• _WHAT YOU ARE ASKED TO DO_
Show every line of the data below that contains the string "target", copying each line unchanged.

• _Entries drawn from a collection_
========================================================================

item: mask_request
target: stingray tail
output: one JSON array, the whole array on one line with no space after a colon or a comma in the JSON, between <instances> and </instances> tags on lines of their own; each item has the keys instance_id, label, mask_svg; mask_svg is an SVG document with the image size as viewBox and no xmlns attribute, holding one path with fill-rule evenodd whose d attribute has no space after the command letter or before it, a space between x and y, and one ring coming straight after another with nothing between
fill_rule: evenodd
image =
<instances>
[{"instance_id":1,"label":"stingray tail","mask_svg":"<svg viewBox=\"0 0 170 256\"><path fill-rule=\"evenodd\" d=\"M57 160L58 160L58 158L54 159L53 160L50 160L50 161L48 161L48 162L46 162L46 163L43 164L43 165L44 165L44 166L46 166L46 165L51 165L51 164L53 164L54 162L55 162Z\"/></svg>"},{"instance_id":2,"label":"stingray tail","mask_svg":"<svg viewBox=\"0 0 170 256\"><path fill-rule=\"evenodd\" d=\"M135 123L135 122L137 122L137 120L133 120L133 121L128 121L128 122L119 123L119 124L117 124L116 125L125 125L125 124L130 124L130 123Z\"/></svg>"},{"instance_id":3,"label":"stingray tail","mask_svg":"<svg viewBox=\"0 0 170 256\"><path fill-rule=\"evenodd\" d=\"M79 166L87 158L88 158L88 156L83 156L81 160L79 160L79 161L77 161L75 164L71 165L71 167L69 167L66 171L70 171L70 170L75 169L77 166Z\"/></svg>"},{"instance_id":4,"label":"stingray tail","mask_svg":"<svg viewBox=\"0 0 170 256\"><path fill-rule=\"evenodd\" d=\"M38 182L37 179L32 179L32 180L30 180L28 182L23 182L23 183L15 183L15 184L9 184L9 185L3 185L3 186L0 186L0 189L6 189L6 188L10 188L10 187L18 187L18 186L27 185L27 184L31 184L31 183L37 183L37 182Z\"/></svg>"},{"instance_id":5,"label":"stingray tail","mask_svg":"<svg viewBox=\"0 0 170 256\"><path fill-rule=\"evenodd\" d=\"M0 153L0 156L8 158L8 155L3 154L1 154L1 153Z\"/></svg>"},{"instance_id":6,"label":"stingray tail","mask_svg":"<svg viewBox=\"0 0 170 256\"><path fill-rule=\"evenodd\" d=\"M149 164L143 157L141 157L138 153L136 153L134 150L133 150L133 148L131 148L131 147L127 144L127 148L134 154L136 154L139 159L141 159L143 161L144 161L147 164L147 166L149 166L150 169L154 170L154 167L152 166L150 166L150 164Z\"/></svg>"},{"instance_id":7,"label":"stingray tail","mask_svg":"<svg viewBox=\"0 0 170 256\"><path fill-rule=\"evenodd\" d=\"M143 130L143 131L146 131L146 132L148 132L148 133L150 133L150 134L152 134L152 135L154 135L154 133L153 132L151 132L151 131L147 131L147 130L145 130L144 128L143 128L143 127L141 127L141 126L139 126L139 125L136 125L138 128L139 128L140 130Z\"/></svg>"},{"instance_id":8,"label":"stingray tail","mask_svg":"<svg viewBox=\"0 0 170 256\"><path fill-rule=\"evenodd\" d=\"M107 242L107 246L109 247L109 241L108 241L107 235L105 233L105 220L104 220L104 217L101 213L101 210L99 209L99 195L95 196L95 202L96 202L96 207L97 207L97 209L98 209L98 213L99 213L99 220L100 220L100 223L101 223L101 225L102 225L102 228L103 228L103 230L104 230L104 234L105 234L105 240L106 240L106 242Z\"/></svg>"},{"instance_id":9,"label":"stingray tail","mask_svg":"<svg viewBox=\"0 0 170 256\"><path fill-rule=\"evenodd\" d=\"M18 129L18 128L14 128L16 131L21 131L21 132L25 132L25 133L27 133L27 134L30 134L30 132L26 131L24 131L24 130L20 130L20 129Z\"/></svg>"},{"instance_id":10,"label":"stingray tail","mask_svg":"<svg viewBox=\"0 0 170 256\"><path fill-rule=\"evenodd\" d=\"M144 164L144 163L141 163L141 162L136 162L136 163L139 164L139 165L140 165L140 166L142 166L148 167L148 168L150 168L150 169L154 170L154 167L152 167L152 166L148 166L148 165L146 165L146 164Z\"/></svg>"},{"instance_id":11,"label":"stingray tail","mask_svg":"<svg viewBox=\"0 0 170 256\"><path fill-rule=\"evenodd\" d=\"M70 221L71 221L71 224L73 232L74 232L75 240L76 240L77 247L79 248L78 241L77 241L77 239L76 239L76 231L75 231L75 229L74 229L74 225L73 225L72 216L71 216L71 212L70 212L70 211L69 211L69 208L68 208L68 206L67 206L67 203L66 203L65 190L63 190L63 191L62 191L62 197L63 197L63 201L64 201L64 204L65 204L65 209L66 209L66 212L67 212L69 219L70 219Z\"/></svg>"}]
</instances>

========================================================================

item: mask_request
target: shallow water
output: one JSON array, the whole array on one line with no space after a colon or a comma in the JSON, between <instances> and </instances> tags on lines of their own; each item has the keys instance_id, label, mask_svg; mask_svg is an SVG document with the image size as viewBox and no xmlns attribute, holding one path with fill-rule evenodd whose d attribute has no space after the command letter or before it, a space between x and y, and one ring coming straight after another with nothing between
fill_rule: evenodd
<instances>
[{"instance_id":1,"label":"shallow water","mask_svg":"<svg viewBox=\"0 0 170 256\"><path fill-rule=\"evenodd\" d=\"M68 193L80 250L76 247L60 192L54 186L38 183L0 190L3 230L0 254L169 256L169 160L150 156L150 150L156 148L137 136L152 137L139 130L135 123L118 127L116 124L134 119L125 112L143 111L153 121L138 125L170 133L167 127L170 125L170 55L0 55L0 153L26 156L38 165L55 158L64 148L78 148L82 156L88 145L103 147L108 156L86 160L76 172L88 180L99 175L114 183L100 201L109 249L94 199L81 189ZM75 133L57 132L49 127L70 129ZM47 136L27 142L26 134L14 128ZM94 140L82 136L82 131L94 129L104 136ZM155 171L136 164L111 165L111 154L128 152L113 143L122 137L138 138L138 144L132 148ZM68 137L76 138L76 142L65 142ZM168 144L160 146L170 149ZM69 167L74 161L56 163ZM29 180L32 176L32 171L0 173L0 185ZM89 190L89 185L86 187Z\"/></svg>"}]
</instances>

========================================================================

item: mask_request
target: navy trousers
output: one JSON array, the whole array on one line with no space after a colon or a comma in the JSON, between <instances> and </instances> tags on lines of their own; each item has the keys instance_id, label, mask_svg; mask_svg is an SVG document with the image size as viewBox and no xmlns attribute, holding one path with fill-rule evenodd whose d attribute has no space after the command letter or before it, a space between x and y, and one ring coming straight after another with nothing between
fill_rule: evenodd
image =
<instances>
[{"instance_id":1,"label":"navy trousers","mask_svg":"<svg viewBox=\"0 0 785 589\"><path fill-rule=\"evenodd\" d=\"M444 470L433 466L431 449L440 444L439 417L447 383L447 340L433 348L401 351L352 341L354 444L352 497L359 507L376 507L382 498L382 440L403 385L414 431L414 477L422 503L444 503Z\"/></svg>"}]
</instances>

========================================================================

• _TASK OUTPUT_
target: stingray tail
target: shallow water
target: navy trousers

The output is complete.